Pursuant to the Note Amendment, the parties have agreed to amend the Note to grant Streeterville the right to convert from time to time at its election, all or any portion of the outstanding balance of the Note into common shares, no par value, of the Company (“Conversion Shares”). The number of Conversion Shares deliverable under a conversion notice will be equal to the amount of the outstanding balance of the Note being converted, divided by the conversion price, which is 90% of the lowest daily volume weighted average price of the Company’s common shares reported by Bloomberg during the ten trading days preceding the delivery date of a conversion notice. This is subject to a floor price of $0.20 per share (the “Floor Price”), which will be adjusted accordingly in the event of a share split or combination. If the Company issues any securities with a floor price less than $0.20 per share in the future, the Floor Price will automatically adjust to be equal to such lower floor price.
The Note Amendment contains an ownership limitation, pursuant to which the Company shall not effect any issuance of Conversion Shares to the extent that such issuance would cause Streeterville, together with its affiliates, to beneficially own a number of common shares exceeding 9.99% of the number of common shares outstanding on such date, including the common shares issuable upon such issuance.

> _Provided information_

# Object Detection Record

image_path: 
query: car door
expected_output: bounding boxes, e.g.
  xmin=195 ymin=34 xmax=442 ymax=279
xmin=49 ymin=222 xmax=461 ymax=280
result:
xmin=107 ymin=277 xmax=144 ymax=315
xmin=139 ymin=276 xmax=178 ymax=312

> _Tasks for this exercise_
a) Under the ownership limitation in the note amendment excerpt, what share of the outstanding common shares may Streeterville and its affiliates not exceed?
b) Retype the note amendment excerpt starting with "The Note Amendment contains" and going on through "upon such issuance.".
The entries aren't needed here.

> _Full answers_
a) 9.99% of the common shares outstanding on the issuance date, including the shares issuable upon that issuance.

b)
The Note Amendment contains an ownership limitation, pursuant to which the Company shall not effect any issuance of Conversion Shares to the extent that such issuance would cause Streeterville, together with its affiliates, to beneficially own a number of common shares exceeding 9.99% of the number of common shares outstanding on such date, including the common shares issuable upon such issuance.